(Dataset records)
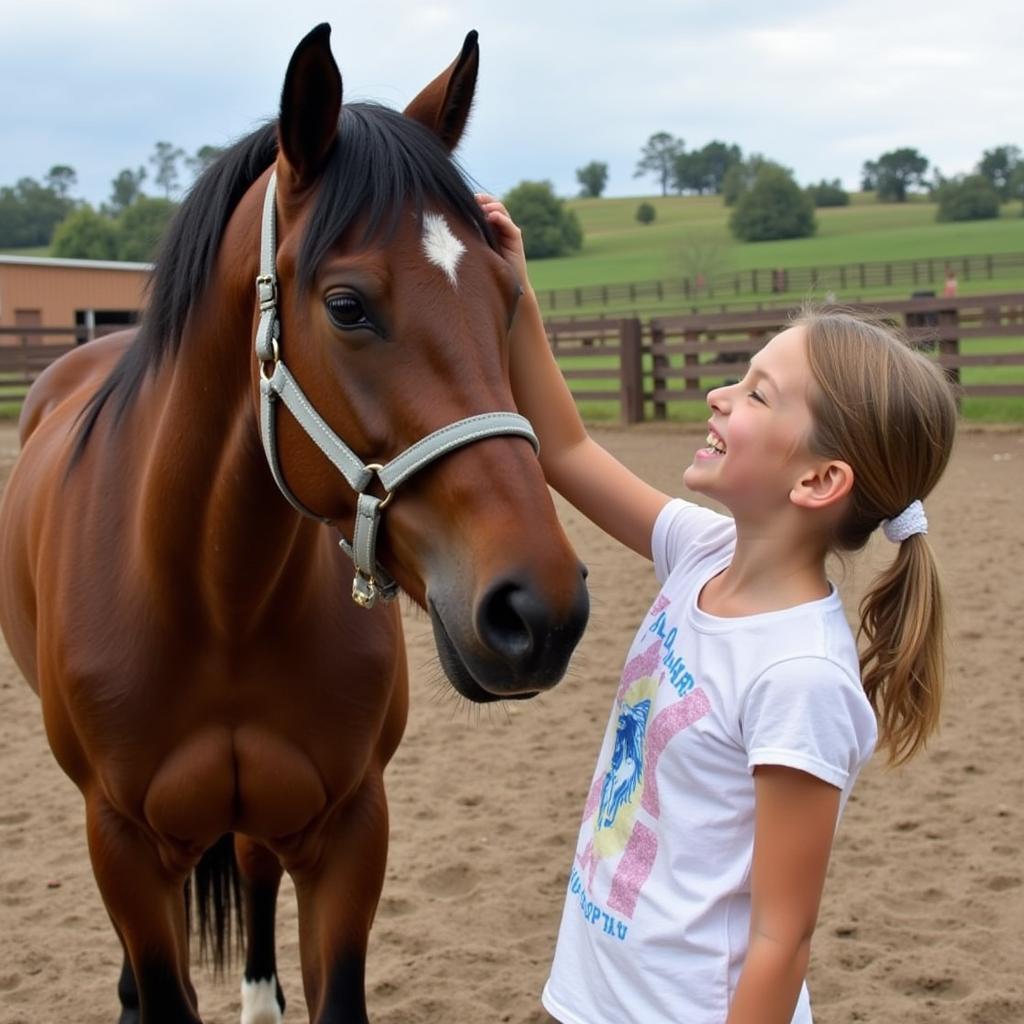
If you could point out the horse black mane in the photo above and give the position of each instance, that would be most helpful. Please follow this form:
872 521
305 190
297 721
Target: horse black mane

Description of the task:
Leaving all pictures aside, quote each record exactly.

Written solution:
If you could point out the horse black mane in the photo above and give the position of each instance, that would be most helpful. Please follow this form:
872 521
305 190
297 721
Target: horse black mane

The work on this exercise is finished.